Region annotation entries:
++++++++++

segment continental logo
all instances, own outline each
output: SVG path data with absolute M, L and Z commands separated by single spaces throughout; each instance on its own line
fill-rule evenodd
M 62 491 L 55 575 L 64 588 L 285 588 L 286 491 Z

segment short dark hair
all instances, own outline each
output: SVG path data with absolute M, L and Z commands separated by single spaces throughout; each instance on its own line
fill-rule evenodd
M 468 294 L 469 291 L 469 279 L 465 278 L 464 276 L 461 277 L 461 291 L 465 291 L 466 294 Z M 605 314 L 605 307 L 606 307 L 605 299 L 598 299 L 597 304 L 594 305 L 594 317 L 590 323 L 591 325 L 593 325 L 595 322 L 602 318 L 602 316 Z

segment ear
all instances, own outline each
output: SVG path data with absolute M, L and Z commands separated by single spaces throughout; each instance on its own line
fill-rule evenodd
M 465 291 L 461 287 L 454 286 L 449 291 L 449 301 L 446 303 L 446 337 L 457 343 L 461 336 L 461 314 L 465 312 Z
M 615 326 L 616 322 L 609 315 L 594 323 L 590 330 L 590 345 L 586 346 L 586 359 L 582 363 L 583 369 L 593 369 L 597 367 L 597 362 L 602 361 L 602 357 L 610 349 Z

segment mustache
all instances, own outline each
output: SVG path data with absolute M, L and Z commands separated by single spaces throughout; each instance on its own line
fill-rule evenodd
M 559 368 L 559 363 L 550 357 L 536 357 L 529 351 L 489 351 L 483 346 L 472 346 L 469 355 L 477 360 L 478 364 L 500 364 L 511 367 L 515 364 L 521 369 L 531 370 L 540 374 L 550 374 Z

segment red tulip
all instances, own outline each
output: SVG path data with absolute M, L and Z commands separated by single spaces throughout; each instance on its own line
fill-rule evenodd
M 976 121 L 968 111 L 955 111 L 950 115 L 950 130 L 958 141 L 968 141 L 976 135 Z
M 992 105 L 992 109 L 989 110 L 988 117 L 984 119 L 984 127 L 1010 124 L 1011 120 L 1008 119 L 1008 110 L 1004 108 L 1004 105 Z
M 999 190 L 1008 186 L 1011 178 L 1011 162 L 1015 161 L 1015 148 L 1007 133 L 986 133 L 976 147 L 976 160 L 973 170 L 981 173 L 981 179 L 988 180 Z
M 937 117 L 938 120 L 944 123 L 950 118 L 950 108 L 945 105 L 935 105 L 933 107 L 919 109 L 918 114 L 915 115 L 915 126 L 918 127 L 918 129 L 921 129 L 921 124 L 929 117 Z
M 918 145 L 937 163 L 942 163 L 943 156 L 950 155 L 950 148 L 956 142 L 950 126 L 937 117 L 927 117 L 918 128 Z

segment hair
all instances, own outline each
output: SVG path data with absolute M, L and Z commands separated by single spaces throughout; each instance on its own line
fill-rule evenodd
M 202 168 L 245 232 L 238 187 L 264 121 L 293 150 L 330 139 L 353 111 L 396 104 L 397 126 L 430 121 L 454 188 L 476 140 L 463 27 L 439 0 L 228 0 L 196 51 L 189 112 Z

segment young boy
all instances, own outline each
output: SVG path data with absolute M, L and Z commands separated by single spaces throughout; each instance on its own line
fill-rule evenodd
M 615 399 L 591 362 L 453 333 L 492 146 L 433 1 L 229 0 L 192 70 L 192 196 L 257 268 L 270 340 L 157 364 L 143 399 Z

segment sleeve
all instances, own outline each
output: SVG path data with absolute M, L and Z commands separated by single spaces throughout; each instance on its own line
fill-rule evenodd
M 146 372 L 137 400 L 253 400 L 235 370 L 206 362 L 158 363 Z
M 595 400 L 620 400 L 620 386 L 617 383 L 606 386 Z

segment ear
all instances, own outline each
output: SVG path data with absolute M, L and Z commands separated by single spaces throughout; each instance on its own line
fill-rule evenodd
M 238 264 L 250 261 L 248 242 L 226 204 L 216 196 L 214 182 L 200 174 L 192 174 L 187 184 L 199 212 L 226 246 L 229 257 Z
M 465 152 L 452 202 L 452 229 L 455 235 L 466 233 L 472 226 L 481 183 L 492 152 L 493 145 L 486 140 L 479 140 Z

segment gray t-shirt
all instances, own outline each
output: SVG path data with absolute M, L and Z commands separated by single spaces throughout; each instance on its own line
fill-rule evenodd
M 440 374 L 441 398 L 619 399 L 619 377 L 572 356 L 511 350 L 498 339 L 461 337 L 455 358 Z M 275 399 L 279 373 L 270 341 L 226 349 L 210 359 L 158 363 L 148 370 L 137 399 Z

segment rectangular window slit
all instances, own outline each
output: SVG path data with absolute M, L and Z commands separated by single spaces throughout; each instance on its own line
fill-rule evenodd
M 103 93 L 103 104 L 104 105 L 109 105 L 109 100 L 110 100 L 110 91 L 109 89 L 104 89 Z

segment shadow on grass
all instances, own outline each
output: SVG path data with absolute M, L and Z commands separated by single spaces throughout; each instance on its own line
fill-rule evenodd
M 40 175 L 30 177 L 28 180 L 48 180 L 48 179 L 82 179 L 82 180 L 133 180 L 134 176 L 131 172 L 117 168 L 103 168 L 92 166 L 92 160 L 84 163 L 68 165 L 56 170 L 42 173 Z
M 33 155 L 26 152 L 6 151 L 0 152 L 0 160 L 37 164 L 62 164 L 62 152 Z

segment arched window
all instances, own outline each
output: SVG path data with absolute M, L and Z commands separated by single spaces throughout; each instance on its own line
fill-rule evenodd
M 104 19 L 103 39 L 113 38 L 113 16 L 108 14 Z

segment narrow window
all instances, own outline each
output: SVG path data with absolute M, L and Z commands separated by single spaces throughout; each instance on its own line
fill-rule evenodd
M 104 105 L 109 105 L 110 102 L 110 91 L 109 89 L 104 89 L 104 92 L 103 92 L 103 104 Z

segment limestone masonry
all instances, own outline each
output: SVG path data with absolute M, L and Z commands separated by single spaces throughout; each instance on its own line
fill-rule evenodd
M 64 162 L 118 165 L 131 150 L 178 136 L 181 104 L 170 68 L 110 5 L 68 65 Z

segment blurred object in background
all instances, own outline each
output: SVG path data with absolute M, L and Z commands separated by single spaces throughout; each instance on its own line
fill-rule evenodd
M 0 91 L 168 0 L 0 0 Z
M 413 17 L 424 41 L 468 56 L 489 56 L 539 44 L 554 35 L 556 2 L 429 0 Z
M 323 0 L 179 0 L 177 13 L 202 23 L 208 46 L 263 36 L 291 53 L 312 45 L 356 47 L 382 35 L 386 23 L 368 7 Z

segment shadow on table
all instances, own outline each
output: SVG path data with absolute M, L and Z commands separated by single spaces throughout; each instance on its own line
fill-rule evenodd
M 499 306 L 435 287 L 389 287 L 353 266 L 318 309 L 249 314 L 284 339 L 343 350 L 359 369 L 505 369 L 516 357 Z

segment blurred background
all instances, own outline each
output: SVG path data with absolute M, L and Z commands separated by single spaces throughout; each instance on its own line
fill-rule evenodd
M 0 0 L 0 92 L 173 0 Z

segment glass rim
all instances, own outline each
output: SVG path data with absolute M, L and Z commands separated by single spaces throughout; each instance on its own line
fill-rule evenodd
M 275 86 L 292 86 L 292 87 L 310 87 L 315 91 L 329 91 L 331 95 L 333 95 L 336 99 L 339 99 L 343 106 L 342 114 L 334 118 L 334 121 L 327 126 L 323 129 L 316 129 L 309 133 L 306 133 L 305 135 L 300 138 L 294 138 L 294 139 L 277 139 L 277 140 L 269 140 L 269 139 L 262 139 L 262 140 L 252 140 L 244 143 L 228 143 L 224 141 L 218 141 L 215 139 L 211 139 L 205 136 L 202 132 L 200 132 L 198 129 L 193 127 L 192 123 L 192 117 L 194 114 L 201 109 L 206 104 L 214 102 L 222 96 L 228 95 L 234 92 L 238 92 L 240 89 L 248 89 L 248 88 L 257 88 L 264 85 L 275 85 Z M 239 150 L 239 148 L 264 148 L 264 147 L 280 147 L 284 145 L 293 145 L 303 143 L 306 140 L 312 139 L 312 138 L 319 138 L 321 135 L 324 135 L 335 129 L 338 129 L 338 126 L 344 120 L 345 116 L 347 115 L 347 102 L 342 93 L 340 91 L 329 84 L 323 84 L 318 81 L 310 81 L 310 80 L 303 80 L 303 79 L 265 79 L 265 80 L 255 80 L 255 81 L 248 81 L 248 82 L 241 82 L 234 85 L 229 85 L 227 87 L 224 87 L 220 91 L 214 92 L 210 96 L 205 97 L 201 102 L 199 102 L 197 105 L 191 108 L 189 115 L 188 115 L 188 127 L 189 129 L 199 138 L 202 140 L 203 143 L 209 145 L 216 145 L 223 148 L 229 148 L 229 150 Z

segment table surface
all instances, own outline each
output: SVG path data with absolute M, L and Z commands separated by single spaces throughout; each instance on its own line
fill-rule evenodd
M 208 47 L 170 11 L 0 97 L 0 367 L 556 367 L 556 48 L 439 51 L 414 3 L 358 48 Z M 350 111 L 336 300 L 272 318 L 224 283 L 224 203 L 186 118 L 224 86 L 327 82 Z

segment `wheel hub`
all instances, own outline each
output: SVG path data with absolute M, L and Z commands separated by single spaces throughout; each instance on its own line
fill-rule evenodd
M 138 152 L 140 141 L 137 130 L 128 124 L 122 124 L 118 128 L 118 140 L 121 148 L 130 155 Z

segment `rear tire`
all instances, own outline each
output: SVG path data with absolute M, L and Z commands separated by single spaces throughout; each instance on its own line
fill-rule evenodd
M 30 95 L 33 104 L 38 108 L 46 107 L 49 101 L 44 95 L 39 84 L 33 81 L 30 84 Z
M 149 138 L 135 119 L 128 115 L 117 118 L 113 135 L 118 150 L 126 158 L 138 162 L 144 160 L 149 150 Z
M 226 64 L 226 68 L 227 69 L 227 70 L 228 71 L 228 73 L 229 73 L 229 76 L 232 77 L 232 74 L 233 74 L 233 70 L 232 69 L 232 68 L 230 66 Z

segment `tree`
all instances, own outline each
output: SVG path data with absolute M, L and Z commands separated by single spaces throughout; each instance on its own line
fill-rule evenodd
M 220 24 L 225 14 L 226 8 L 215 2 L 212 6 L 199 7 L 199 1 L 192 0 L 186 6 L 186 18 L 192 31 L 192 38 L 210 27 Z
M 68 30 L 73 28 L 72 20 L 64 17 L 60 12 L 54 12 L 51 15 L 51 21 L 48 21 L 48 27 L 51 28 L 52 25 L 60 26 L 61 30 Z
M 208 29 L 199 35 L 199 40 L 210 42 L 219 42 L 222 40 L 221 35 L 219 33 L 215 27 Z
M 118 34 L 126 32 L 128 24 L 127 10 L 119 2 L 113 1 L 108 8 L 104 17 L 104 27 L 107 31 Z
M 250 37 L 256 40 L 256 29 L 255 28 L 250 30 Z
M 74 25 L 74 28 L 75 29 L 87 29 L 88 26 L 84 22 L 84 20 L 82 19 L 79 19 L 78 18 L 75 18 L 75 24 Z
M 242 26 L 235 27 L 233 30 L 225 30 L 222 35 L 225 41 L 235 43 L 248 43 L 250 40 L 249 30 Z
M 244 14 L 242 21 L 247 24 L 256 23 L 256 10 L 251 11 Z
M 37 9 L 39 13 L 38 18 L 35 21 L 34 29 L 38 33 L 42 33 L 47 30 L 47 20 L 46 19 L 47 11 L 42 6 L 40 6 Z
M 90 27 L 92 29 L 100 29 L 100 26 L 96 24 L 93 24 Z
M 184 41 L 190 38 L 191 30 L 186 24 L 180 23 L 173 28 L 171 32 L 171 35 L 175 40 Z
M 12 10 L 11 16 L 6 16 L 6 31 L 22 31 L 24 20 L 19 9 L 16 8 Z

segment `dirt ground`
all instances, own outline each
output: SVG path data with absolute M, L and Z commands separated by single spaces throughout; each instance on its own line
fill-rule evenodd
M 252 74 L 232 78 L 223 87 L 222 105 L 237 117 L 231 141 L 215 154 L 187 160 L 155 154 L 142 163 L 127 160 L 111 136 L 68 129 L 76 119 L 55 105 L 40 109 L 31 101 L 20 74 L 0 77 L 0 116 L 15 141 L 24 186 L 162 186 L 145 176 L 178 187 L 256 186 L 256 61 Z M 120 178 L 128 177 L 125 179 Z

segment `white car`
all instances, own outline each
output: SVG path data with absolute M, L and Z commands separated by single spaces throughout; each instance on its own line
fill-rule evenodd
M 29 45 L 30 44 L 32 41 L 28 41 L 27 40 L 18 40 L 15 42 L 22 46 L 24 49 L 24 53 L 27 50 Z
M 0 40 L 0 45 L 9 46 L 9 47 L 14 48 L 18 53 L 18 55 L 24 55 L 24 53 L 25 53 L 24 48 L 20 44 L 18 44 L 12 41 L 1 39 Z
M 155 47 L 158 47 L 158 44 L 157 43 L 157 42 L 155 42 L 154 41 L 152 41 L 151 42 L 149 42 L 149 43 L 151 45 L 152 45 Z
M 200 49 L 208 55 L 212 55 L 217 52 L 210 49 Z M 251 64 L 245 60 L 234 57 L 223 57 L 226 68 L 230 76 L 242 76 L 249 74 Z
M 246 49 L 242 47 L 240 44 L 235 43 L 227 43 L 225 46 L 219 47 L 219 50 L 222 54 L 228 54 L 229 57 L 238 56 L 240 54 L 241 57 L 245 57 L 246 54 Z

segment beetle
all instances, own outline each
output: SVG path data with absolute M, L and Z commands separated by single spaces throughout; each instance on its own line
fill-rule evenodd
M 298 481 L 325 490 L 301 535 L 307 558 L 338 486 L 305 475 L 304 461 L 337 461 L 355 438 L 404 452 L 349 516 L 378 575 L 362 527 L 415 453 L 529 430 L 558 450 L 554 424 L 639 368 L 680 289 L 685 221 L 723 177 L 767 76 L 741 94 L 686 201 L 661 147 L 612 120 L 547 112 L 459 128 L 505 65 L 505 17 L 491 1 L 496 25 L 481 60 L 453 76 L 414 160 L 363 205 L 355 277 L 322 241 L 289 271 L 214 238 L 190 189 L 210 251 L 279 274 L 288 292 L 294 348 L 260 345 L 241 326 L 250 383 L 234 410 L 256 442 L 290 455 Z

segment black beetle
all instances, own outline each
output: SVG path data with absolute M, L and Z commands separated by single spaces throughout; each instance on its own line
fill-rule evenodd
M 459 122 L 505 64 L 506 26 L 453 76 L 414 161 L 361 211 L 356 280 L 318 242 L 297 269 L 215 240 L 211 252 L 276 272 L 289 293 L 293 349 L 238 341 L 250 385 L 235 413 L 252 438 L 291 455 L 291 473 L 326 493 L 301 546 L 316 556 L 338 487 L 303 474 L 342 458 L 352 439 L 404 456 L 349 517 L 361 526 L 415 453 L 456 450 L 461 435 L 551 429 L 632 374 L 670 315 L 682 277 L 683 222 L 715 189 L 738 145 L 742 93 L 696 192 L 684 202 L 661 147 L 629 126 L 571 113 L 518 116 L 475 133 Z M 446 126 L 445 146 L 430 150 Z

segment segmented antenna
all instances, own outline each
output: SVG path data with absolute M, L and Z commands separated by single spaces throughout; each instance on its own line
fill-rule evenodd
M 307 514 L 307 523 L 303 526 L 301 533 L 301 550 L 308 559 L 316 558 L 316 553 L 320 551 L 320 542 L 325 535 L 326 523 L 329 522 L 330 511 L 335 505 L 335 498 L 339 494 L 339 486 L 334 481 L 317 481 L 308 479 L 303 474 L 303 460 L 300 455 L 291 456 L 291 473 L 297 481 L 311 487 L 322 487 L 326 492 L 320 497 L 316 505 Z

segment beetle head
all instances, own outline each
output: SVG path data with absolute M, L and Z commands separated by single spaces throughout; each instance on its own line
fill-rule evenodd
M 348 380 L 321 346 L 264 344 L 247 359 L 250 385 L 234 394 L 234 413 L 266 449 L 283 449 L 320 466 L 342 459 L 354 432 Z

++++++++++

BRIEF: Copy every line from the start of the entries through the line containing "M 468 294 L", inclusive, without changing anything.

RESPONSE TO THIS TASK:
segment continental logo
all instances, own outline each
output: SVG path data with absolute M, L and Z commands separated by single spaces throughout; each instance on its own line
fill-rule evenodd
M 62 491 L 55 575 L 64 588 L 285 588 L 286 491 Z

segment short dark hair
all instances, own outline each
output: SVG path data with absolute M, L and Z commands separated by single spaces throughout; each instance on its own line
fill-rule evenodd
M 468 294 L 469 291 L 469 279 L 465 278 L 464 276 L 461 277 L 461 291 L 465 291 L 466 294 Z M 605 314 L 605 307 L 606 307 L 605 299 L 598 299 L 597 304 L 594 305 L 594 317 L 590 323 L 591 325 L 593 325 L 595 322 L 602 318 L 602 316 Z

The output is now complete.